Print the entries verbatim, leaving out the images they contain.

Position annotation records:
****

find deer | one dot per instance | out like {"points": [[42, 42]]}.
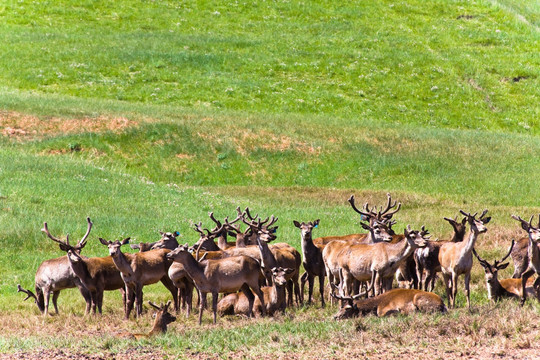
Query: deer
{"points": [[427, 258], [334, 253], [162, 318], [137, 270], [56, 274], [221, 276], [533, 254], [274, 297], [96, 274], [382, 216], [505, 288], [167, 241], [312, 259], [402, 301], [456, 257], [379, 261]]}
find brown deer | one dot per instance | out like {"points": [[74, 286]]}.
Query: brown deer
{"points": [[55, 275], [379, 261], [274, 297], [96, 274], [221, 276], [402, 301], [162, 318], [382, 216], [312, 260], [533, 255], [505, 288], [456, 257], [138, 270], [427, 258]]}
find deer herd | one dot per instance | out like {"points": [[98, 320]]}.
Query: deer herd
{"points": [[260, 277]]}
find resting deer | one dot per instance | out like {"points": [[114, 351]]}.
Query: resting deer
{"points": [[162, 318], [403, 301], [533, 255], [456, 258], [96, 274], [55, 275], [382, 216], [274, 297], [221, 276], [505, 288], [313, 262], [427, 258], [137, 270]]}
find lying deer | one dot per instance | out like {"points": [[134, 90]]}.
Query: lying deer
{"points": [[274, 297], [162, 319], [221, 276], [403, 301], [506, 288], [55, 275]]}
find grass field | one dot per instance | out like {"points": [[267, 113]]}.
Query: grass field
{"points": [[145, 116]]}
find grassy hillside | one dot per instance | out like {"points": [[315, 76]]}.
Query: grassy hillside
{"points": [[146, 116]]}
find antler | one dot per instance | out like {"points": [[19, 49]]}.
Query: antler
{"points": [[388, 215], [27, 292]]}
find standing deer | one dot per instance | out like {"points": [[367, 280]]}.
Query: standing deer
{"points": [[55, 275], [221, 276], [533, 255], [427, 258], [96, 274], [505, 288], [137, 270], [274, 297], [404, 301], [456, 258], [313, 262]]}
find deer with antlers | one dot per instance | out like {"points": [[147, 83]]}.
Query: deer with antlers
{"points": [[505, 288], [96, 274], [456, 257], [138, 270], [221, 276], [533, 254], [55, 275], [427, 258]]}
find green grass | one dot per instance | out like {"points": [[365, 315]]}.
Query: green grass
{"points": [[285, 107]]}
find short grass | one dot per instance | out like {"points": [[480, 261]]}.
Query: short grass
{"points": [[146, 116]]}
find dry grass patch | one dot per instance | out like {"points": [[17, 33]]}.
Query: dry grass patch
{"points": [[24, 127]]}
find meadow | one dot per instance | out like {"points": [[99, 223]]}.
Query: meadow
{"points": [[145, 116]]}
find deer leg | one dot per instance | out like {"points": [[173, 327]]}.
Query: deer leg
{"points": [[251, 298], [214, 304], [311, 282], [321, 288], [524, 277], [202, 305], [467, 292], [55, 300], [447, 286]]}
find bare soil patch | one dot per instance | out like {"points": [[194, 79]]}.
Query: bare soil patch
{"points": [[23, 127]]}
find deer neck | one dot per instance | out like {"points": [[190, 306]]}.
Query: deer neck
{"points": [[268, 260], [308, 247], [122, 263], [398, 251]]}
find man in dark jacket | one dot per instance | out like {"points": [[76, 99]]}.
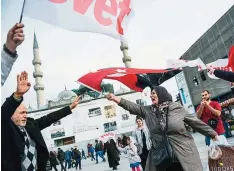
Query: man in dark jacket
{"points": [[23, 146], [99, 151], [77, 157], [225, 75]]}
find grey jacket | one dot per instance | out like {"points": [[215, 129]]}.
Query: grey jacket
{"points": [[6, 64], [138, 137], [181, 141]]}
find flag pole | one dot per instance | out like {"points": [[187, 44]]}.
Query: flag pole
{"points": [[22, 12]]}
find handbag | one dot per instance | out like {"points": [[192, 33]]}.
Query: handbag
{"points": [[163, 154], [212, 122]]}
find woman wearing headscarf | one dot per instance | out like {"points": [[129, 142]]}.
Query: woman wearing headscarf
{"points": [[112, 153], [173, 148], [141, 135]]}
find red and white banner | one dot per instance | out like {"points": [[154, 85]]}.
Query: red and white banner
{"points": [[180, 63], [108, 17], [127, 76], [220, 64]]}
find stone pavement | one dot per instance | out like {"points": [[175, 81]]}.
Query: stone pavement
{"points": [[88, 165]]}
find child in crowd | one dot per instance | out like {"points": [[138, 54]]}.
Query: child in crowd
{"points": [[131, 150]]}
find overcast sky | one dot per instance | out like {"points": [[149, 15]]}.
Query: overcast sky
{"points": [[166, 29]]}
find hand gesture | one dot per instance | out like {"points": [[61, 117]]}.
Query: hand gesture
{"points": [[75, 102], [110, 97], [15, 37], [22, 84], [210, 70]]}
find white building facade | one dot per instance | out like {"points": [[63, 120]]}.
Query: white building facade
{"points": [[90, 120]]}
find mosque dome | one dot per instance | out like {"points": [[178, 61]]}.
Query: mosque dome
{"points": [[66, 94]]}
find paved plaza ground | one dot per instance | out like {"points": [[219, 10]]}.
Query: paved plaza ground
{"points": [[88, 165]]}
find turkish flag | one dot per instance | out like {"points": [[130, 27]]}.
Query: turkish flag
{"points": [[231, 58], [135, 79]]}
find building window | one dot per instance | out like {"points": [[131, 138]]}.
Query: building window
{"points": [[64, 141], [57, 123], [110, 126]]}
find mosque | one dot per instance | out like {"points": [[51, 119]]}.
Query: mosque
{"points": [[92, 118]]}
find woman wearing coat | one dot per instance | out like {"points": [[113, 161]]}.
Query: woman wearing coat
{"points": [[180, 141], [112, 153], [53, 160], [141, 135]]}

****

▶ **Finished answer**
find deer | one dot per instance | out like {"points": [[42, 42]]}.
Query: deer
{"points": [[427, 258], [334, 253], [162, 318], [137, 270], [56, 274], [221, 276], [533, 254], [274, 297], [96, 274], [382, 216], [505, 288], [167, 241], [312, 259], [402, 301], [456, 257], [379, 261]]}
find brown deer | one dot per instance | out like {"points": [[74, 286]]}.
Query: brown deer
{"points": [[55, 275], [379, 261], [274, 297], [96, 274], [221, 276], [402, 301], [162, 318], [382, 216], [312, 260], [533, 255], [505, 288], [456, 257], [138, 270], [427, 258]]}
find deer herd | one dot per instance | out like {"points": [[98, 320]]}.
Query: deer herd
{"points": [[260, 277]]}
find resting deer | one dot per instance | out like {"points": [[114, 351]]}.
Query: resting deer
{"points": [[162, 318], [403, 301], [533, 255], [456, 258], [96, 274], [55, 275], [382, 216], [274, 297], [221, 276], [505, 288], [313, 262], [427, 258], [137, 270]]}
find lying deer | one dot per instance | out like {"points": [[134, 90]]}.
Query: lying deer
{"points": [[274, 297], [162, 319], [221, 276], [403, 301], [506, 288], [55, 275]]}
find grass field | one dot per instance | out like {"points": [[267, 113]]}.
Query: grass field
{"points": [[145, 116]]}
find grassy hillside | one dot per instance | out like {"points": [[315, 76]]}.
Query: grassy hillside
{"points": [[146, 116]]}
find antler | one dot per instance | out like {"points": [[19, 49]]}.
Query: antler
{"points": [[388, 215], [27, 292]]}
find standing deer | one dot per instance | out like {"points": [[367, 280]]}.
Query: standing deer
{"points": [[55, 275], [221, 276], [533, 255], [427, 258], [96, 274], [505, 288], [137, 270], [274, 297], [404, 301], [456, 258], [313, 262]]}
find deer with antlers | one dot per instance | out like {"points": [[147, 83]]}.
Query: deer with antlers
{"points": [[505, 288], [96, 274], [456, 257], [138, 270], [221, 276], [533, 254], [55, 275], [427, 258]]}
find green grass | one dot per instance | out like {"points": [[365, 315]]}.
Query: green grass
{"points": [[285, 107]]}
find short grass | one dot per instance | out like {"points": [[480, 261]]}.
Query: short grass
{"points": [[146, 116]]}
find dry grass patch | one dot per instance | out like {"points": [[17, 33]]}.
Query: dry grass patch
{"points": [[24, 127]]}
find meadow | one dot per instance | out like {"points": [[99, 223]]}.
Query: meadow
{"points": [[145, 116]]}
find deer leg | one dot per instance | out like {"points": [[173, 327]]}.
Query: deer leg
{"points": [[251, 298], [214, 304], [311, 282], [321, 288], [524, 277], [202, 305], [467, 292], [55, 300], [447, 286]]}
find bare soil patch | one dot per instance | out like {"points": [[194, 79]]}.
Query: bare soil patch
{"points": [[23, 127]]}
find deer neck | one dot per instance | out like {"points": [[190, 306]]}.
Query: deer neck
{"points": [[268, 260], [308, 247], [122, 263], [398, 251]]}
find man in dark jacket | one dot per instance | out like {"points": [[76, 99]]}.
Query: man in dark jacket
{"points": [[23, 146], [99, 151], [77, 157], [225, 75]]}
find grey jacket | one dot per instance | out like {"points": [[215, 129]]}.
Query: grey jacket
{"points": [[6, 64], [138, 137], [181, 141]]}
find flag pole | one dot per instance | out like {"points": [[187, 44]]}.
Query: flag pole
{"points": [[22, 12]]}
find handbag | one dot per instance | out like {"points": [[192, 33]]}.
Query: handbag
{"points": [[163, 154], [212, 122]]}
find woman wearing headscarf | one dot per instance | out like {"points": [[129, 142]]}.
Query: woman wearing headscarf
{"points": [[112, 153], [173, 148], [141, 135]]}
find red and white banner | one dot per instance | out like {"points": [[154, 85]]}.
Query: red and white banner
{"points": [[180, 63], [108, 17], [127, 76], [220, 64]]}
find stone pavement | one dot per instance | out like {"points": [[175, 81]]}.
Query: stone pavement
{"points": [[88, 165]]}
find child in crowd | one dot per instance | out like {"points": [[138, 54]]}.
Query: child in crowd
{"points": [[131, 150]]}
find overcast sky | one dot per instance | out like {"points": [[149, 15]]}.
Query: overcast sky
{"points": [[166, 29]]}
find hand gesture | one dot per instance | out like {"points": [[61, 117]]}.
Query: hand gesture
{"points": [[75, 102], [110, 97], [15, 37], [22, 84], [210, 70]]}
find white building facade | one dot per instance | out like {"points": [[63, 120]]}.
Query: white building facade
{"points": [[90, 120]]}
find mosque dome | one dot per instance | out like {"points": [[178, 61]]}.
Query: mosque dome
{"points": [[66, 94]]}
find paved plaza ground | one dot per instance | out like {"points": [[219, 10]]}.
Query: paved plaza ground
{"points": [[88, 165]]}
find turkish flag | one dot per instance | out like {"points": [[130, 27]]}.
Query: turkish flag
{"points": [[231, 58], [135, 79]]}
find building window | one dot per instance | out like {"points": [[131, 138]]}.
Query: building window
{"points": [[64, 141], [57, 123], [110, 126]]}
find mosque | one dot per instance | out like {"points": [[51, 119]]}.
Query: mosque
{"points": [[92, 118]]}
find woman wearing coat | one dot per instance | out like {"points": [[113, 161]]}.
Query: woman wearing coat
{"points": [[180, 141], [112, 153], [53, 160], [141, 135]]}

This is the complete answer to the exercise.